Right till the end, Powell championed the Fed's ability to set monetary policy based on their mandate: price stability and maximum employment.

Why is Fed independence important?

An independent central bank is a hallmark of major developed economies.

Without independence, the Fed risks becoming a political tool — cutting rates on demand, at the whims of political cycles, to please the government rather than managing the economy objectively.

How did markets fare during Chair Powell's tenure?

Jerome Powell began his tenure as Fed Chair on February 5th, 2018.

Since then, and just as an oversimplified overview (considering tremendous bouts of volatility over the years), here's how major assets have fared:

  • The US dollar (as measured by the benchmark US dollar index - DXY) has risen 11%
  • 10-year US Treasury yields (the market's so-called "risk free" rate) has climbed by 67%
  • S&P 500 (SP500) - the most popular benchmark for US stock markets - soared 183.2% (prior to US market open on Friday, May 15th)
  • Spot gold (XAUUSD+) has surged 240%
  • Bitcoin (BTCUSDT) has skyrocketed 1036%!

What to expect from Fed Chair Warsh?

The Senate confirmed Warsh as the Fed's 17th Chair on May 14, 2026, in a 54–45 largely party-line vote.

Like Powell, Warsh was also chosen by President Trump, and here's what markets have gathered so far about the incoming Fed Chair

  • Warsh has been critical of the Fed's inflation models and communications in the past. Changes ahead?
  • He is expected to prioritize the Fed's credibility before making big policy moves, as he testified before policymakers earlier this year, though doubts still linger.
  • Analysts warn his appointment is unlikely to deliver near-term rate cuts, given that elevated oil prices due to the Iran war may keep pushing US inflation higher.
  • Bond markets are already pushing yields higher in anticipation of his tenure.

For contrast, markets have gone from expecting at least 2 rate CUTS in 2026 at the start of the year, to now predicting a greater-than-even chance (58% odds) for a Fed rate HIKE by year-end.

Why does this matter for traders and investors?

The Fed is the world's most influential central bank - it sets interest rates in the world's largest economy.

A central bank's interest rates affect our personal financial lives, from how much interest to pay on our mortgages, to how much interest we receive on our savings parked at the bank.

For traders and investors, US interest rates affect multiple asset classes, from the US dollar's performance, to the value of stocks and bonds, and even risk appetite that can either foster or hurt demand for cryptos.

The big question: How will Warsh impact markets?

All eyes are on June 17th, 2026.

That's when the Fed is due to make its next interest rate decision, but this time, with Chair Warsh at the helm.

* Exercise goal *
Say whether each statement agrees with the passage on the Fed chair change, answering yes or no and quoting the passage's deciding words: (a) The Senate confirmed Warsh by a 54–45 vote. (b) Spot gold gained more than Bitcoin during Powell's tenure. (c) Warsh and Powell were chosen by different presidents. The entries come from a separate source.

* Stored data *

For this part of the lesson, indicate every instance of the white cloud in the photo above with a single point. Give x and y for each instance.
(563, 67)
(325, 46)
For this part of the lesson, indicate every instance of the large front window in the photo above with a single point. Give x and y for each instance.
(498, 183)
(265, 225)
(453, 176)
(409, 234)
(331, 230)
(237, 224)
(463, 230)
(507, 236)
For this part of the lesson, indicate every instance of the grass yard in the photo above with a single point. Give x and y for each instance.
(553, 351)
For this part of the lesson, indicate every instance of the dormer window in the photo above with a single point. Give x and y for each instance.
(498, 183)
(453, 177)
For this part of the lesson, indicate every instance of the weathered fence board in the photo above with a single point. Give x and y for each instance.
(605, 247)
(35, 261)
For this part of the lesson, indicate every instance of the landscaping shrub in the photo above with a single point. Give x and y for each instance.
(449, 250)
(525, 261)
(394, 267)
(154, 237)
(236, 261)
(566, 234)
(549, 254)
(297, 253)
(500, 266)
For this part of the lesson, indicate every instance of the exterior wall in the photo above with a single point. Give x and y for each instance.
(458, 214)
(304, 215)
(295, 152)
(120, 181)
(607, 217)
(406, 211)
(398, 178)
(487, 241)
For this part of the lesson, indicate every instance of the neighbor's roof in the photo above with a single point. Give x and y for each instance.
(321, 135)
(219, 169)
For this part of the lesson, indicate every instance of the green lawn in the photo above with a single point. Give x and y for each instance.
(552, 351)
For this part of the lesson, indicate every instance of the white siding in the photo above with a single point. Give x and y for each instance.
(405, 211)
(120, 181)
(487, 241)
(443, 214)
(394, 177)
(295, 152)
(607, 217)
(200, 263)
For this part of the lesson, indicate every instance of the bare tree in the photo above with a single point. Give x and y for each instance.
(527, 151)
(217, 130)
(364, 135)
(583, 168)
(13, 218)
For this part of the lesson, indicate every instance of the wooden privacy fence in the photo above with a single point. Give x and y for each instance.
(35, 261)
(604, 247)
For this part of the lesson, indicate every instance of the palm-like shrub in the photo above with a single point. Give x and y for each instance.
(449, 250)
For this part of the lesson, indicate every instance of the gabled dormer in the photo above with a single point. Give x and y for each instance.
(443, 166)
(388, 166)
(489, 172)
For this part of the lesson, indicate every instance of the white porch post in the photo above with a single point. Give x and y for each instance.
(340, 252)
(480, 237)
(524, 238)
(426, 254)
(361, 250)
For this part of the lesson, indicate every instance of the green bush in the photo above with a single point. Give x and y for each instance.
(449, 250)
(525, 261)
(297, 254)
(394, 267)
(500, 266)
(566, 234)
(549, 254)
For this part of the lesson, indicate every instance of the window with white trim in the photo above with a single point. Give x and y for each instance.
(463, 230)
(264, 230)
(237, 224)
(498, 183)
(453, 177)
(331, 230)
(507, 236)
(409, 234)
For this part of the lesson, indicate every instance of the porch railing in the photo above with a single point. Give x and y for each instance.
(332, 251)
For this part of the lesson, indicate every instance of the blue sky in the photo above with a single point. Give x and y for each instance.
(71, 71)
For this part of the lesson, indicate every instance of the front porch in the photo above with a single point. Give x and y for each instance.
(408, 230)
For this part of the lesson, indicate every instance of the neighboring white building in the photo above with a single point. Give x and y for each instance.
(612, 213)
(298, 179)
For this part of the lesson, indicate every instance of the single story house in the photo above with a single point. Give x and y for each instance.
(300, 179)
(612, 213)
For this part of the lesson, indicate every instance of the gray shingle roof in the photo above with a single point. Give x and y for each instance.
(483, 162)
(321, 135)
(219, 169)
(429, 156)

* Response box *
(a) Yes: "in a 54–45 largely party-line vote."
(b) No: "Spot gold (XAUUSD+) has surged 240%" while "Bitcoin (BTCUSDT) has skyrocketed 1036%!"
(c) No: "Like Powell, Warsh was also chosen by President Trump."